<<<<

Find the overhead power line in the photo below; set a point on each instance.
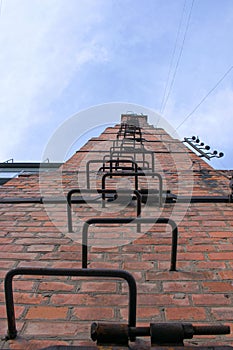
(179, 58)
(173, 56)
(205, 97)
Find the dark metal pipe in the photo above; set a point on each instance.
(136, 180)
(135, 152)
(76, 190)
(127, 221)
(111, 161)
(109, 273)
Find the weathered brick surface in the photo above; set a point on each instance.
(59, 310)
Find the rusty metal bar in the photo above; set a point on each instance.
(136, 152)
(162, 334)
(109, 273)
(111, 161)
(127, 221)
(81, 200)
(136, 175)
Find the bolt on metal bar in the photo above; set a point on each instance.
(109, 273)
(136, 175)
(127, 221)
(122, 191)
(172, 198)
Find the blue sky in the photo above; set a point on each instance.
(58, 57)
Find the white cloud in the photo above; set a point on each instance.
(43, 44)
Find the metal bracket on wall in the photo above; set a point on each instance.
(127, 221)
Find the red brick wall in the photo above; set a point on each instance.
(60, 310)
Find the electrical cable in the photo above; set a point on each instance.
(205, 97)
(0, 7)
(173, 55)
(179, 57)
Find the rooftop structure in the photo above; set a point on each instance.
(159, 189)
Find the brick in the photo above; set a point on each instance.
(221, 256)
(105, 287)
(211, 299)
(47, 312)
(181, 287)
(218, 286)
(55, 286)
(145, 313)
(18, 311)
(20, 343)
(41, 248)
(91, 300)
(222, 313)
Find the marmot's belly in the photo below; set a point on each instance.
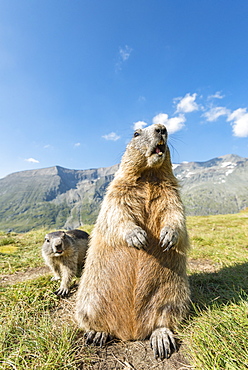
(131, 294)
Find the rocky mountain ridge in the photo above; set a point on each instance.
(57, 197)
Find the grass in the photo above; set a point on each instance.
(29, 338)
(215, 334)
(217, 337)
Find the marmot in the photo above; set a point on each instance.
(64, 252)
(134, 283)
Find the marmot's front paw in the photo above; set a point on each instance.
(168, 238)
(137, 238)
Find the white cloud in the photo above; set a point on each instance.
(139, 125)
(112, 136)
(125, 52)
(32, 160)
(48, 146)
(123, 56)
(173, 124)
(240, 122)
(186, 104)
(214, 113)
(217, 95)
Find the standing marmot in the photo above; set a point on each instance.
(64, 252)
(134, 284)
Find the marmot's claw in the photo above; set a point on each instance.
(137, 238)
(168, 238)
(97, 338)
(163, 343)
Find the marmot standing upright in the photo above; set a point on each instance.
(134, 284)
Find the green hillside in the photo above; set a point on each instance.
(37, 330)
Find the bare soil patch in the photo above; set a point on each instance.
(20, 276)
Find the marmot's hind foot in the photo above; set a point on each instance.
(97, 338)
(163, 343)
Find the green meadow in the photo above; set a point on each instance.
(36, 331)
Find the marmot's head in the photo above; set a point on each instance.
(148, 147)
(55, 243)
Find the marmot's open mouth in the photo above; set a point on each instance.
(160, 148)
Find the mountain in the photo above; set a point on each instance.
(57, 197)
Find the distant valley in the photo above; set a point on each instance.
(57, 197)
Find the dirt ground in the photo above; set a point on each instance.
(136, 355)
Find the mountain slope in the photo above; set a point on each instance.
(57, 197)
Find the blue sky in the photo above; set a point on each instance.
(78, 75)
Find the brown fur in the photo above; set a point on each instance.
(131, 287)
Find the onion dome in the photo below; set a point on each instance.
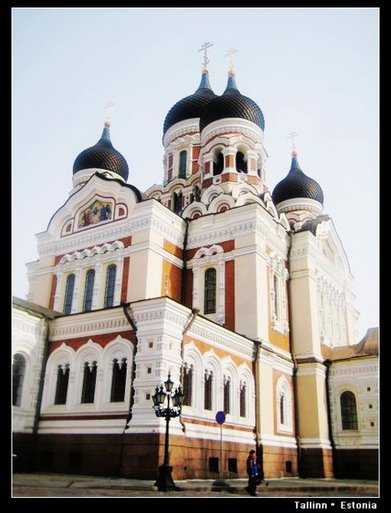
(297, 185)
(190, 106)
(232, 104)
(102, 156)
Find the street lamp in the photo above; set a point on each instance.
(164, 481)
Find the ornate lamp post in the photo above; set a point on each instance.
(164, 481)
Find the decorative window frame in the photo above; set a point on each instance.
(211, 363)
(192, 356)
(278, 276)
(118, 348)
(204, 259)
(332, 319)
(283, 389)
(64, 355)
(355, 392)
(230, 371)
(26, 379)
(79, 263)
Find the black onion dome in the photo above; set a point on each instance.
(102, 156)
(297, 185)
(232, 104)
(191, 106)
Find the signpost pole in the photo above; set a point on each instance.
(221, 453)
(220, 419)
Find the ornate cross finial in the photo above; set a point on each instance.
(204, 48)
(108, 113)
(229, 54)
(292, 136)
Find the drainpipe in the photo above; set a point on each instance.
(194, 313)
(296, 415)
(328, 406)
(45, 356)
(183, 291)
(125, 307)
(257, 347)
(295, 369)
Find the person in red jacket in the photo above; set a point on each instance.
(252, 472)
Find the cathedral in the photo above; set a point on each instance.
(241, 294)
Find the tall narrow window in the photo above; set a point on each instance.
(182, 164)
(241, 164)
(219, 165)
(118, 383)
(208, 390)
(282, 408)
(68, 298)
(227, 395)
(88, 290)
(243, 399)
(89, 382)
(18, 373)
(210, 291)
(187, 384)
(110, 285)
(177, 202)
(349, 411)
(62, 384)
(276, 297)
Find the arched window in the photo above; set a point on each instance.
(62, 384)
(348, 411)
(118, 383)
(110, 285)
(276, 297)
(68, 298)
(210, 291)
(282, 408)
(242, 399)
(219, 165)
(18, 373)
(89, 290)
(208, 381)
(188, 384)
(89, 382)
(227, 395)
(177, 202)
(182, 164)
(240, 163)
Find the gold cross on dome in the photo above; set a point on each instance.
(204, 48)
(108, 111)
(229, 54)
(292, 136)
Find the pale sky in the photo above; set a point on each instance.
(311, 70)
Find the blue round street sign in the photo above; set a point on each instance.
(220, 417)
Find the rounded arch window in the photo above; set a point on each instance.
(240, 162)
(218, 165)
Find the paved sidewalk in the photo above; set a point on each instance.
(66, 485)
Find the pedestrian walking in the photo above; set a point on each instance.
(252, 471)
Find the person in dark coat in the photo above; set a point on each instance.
(252, 472)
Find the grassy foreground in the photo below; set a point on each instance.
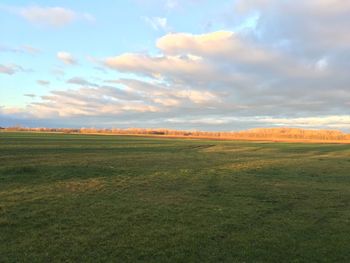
(126, 199)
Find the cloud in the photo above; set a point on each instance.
(66, 58)
(11, 69)
(55, 17)
(81, 82)
(30, 95)
(289, 69)
(21, 49)
(43, 82)
(157, 23)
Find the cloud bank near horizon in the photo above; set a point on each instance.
(289, 68)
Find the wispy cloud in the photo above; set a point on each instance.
(43, 82)
(157, 23)
(66, 58)
(54, 17)
(11, 69)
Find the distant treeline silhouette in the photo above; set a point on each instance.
(254, 134)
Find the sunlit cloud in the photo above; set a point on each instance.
(66, 58)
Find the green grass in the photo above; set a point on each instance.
(127, 199)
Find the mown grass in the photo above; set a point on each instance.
(130, 199)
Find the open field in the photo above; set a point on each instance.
(126, 199)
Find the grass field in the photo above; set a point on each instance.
(126, 199)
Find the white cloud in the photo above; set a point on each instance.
(157, 23)
(10, 69)
(55, 16)
(66, 58)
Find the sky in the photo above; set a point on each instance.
(221, 65)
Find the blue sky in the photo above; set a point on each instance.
(197, 64)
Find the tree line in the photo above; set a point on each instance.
(258, 133)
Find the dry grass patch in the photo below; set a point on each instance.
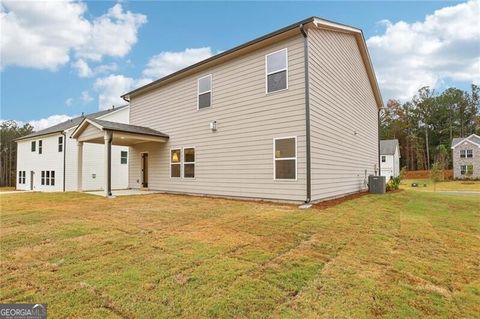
(401, 255)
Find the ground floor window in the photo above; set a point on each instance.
(189, 162)
(175, 163)
(285, 158)
(21, 177)
(48, 178)
(123, 157)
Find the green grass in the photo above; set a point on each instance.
(402, 255)
(427, 185)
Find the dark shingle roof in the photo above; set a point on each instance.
(388, 147)
(69, 123)
(127, 128)
(472, 138)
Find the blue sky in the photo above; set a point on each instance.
(42, 76)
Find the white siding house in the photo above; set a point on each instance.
(389, 158)
(47, 159)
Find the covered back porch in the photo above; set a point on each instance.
(110, 133)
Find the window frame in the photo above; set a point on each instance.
(210, 91)
(277, 71)
(179, 163)
(121, 158)
(283, 159)
(194, 163)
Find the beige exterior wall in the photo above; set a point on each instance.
(237, 160)
(344, 129)
(458, 161)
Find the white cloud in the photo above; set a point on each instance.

>>>>

WHAT YOU ARE ASKED TO DO: From the first line to the last, reproduce the listing above exactly, leaving the pictures out.

RESULT:
Find the overhead power line in the photo below; set a point on each instance.
(179, 58)
(173, 56)
(205, 97)
Find the dark metal pipe in the photo above; set a point on each instance.
(136, 180)
(135, 152)
(76, 190)
(127, 221)
(111, 161)
(109, 273)
Find the weathered brick surface in the photo above; set a point on each instance.
(59, 310)
Find the rusty metal bar in the photo above; set a point on each instance.
(136, 152)
(162, 334)
(109, 273)
(111, 161)
(127, 221)
(81, 200)
(136, 175)
Find the bolt on metal bar in the photo above; set a point on each instance.
(109, 273)
(136, 175)
(127, 221)
(122, 191)
(172, 198)
Find the blue sky in the photo above; set a point on each instance.
(58, 57)
Find the white cloud in the photo above; set a point on each instance.
(43, 44)
Find the metal bracket on wall in the photo above; set a point on each instance.
(127, 221)
Find the red brick wall in the photo above; set a point on each instance.
(60, 310)
Find the electrical cable in the photo above; set a point on each instance.
(205, 97)
(0, 7)
(173, 55)
(179, 57)
Find the rooftop structure in the photo above; set a point on each instance.
(159, 189)
Find the brick in the photo above; set a point on each instance.
(221, 256)
(105, 287)
(211, 299)
(47, 312)
(181, 287)
(218, 286)
(55, 286)
(145, 313)
(18, 311)
(20, 343)
(41, 248)
(91, 300)
(222, 313)
Find the marmot's belly in the photo below; set a point on each instance.
(131, 294)
Find the rocky mountain ridge in the photo above; set a point on each instance.
(57, 197)
Find the grass in the photo above; set a point on each instance.
(29, 338)
(215, 334)
(217, 337)
Find the marmot in the photo above; set a point on each instance.
(64, 252)
(134, 283)
Find the marmot's front paw in the photo above; set a point on each instance.
(168, 238)
(137, 238)
Find the white cloud in the photo above; set a point on each instance.
(139, 125)
(112, 136)
(125, 52)
(32, 160)
(48, 146)
(123, 56)
(173, 124)
(240, 122)
(186, 104)
(214, 113)
(217, 95)
Find the standing marmot in the photo above; set a point on each instance.
(64, 252)
(134, 284)
Find the marmot's claw in the photo above; set a point on each instance.
(137, 238)
(168, 238)
(97, 338)
(163, 343)
Find the marmot standing upright in the photo above; set a point on each instance.
(134, 284)
Find the green hillside in the photo above; set a point on each instance.
(37, 330)
Find the bare soil patch in the photo above; set a point on each instance.
(20, 276)
Find the marmot's hind foot in the photo above; set a point on each instance.
(97, 338)
(163, 343)
Find the green meadow in the photo above; set a point on each instance.
(36, 331)
Find the marmot's head in the photo above; set a point on each instance.
(148, 147)
(55, 243)
Find the marmot's open mouth in the photo above; set a point on each instance.
(160, 148)
Find the mountain in the photo above; set a point on each instance.
(57, 197)
Find the distant valley in the photo above; set a point on each instance.
(57, 197)
Find the dirt ground in the photo above; set a point on each instance.
(136, 355)
Find the mountain slope in the photo above; set a point on each instance.
(57, 197)
Find the blue sky in the photo above; set a point on each instance.
(78, 75)
Find the brown fur in the photo above; set a point on each instance.
(131, 287)
Find the onion dome in the photo below; set a point on each instance.
(297, 185)
(190, 106)
(232, 104)
(102, 156)
Find the street lamp in the photo above; set a point on each instance.
(164, 481)
Find the ornate lamp post in the photo above; set a point on each instance.
(164, 481)
Find the decorative window frame in the photo above; set a point on each instance.
(211, 363)
(192, 356)
(278, 276)
(118, 348)
(204, 259)
(332, 319)
(283, 389)
(64, 355)
(355, 392)
(230, 371)
(26, 379)
(79, 263)
Find the black onion dome in the photo above; set a point on each instance.
(102, 156)
(297, 185)
(232, 104)
(191, 106)
Find the signpost pole in the photo above; set a point on each instance.
(221, 453)
(220, 419)
Find the ornate cross finial in the photo above; set a point on each instance.
(204, 48)
(108, 113)
(229, 54)
(292, 136)
Find the drainpipe in the photo above; set a point on each instance.
(194, 313)
(296, 415)
(328, 406)
(45, 356)
(183, 291)
(125, 307)
(257, 347)
(295, 369)
Find the person in red jacket in the photo above; set a point on each instance.
(252, 472)
Find the cathedral in the photo above; set a point on each instance.
(241, 294)
Find the tall narrow window in the photo above; set a point on each instance.
(182, 164)
(241, 164)
(219, 165)
(118, 383)
(208, 390)
(282, 408)
(68, 298)
(227, 395)
(88, 290)
(243, 399)
(89, 382)
(18, 373)
(210, 291)
(187, 384)
(110, 285)
(177, 202)
(349, 411)
(62, 384)
(276, 297)
Find the arched window in the photo above; set a point on each instance.
(62, 384)
(348, 411)
(118, 383)
(110, 285)
(276, 297)
(68, 298)
(210, 291)
(282, 408)
(242, 399)
(219, 165)
(18, 373)
(89, 290)
(208, 381)
(188, 384)
(89, 382)
(227, 395)
(177, 202)
(182, 164)
(240, 163)
Find the gold cross on dome in the photo above; set a point on each instance.
(204, 48)
(108, 111)
(229, 54)
(292, 136)
Find the pale sky in the photo above; set a point on each instance.
(311, 70)
Find the blue round street sign in the photo above; set a point on each instance.
(220, 417)
Find the rounded arch window in the photo above; set a point on each instance.
(240, 162)
(218, 165)
Find the paved sidewalk in the photo above; set a point on each instance.
(66, 485)
Find the pedestrian walking in the photo above; set a point on each instance.
(252, 471)
Find the person in dark coat in the photo above; set a point on each instance.
(252, 472)
Find the grassy foreground in the photo below; set a point on each instance.
(126, 199)
Find the cloud in the photo above; set a point on each instance.
(66, 58)
(11, 69)
(55, 17)
(81, 82)
(30, 95)
(289, 69)
(21, 49)
(43, 82)
(157, 23)
Find the cloud bank near horizon in the photo above; set a point on each instance.
(289, 68)
Find the wispy cloud in the photo above; set a point on each instance.
(43, 82)
(157, 23)
(66, 58)
(54, 17)
(11, 69)
Find the distant treeline silhouette in the photo above; set a point on each instance.
(254, 134)
Find the sunlit cloud in the photo above; set a point on each instance.
(66, 58)
Find the green grass in the photo above; set a point on each instance.
(127, 199)
Find the mown grass in the photo above; set a point on each instance.
(130, 199)
Find the open field in the photo above; set a point on each instance.
(126, 199)
Find the grass field in the photo above; set a point on each instance.
(126, 199)
Find the white cloud in the photo above; set a point on each instance.
(157, 23)
(10, 69)
(55, 16)
(66, 58)
Find the sky in the photo above; set a point on each instance.
(221, 65)
Find the blue sky in the photo above; set a point on each instance.
(197, 64)
Find the tree line in the photo above; set a point on each instance.
(258, 133)
Find the dry grass patch in the photo below; set a point on each instance.
(401, 255)
Find the ground floor window in the photo above; set a point on each instance.
(189, 162)
(175, 163)
(285, 158)
(21, 177)
(48, 178)
(123, 157)
Find the green grass in the photo above; set a point on each instance.
(402, 255)
(427, 185)
Find the dark shingle roof in the photo above; set a point on each instance.
(388, 147)
(69, 123)
(127, 128)
(472, 138)
Find the blue sky in the photo above; set a point on each instance.
(42, 76)
Find the white siding house in the photo above; set a point on each instance.
(389, 158)
(47, 159)
Find the covered back porch in the photo above; set a point on each instance.
(110, 133)
Find the window frame in the photo above; set a point on each instance.
(210, 91)
(277, 71)
(179, 163)
(121, 158)
(283, 159)
(194, 163)
Find the beige exterior wall in the photo above; set a point on each instance.
(237, 160)
(344, 129)
(458, 161)
Find the white cloud in the photo above; set a point on each instance.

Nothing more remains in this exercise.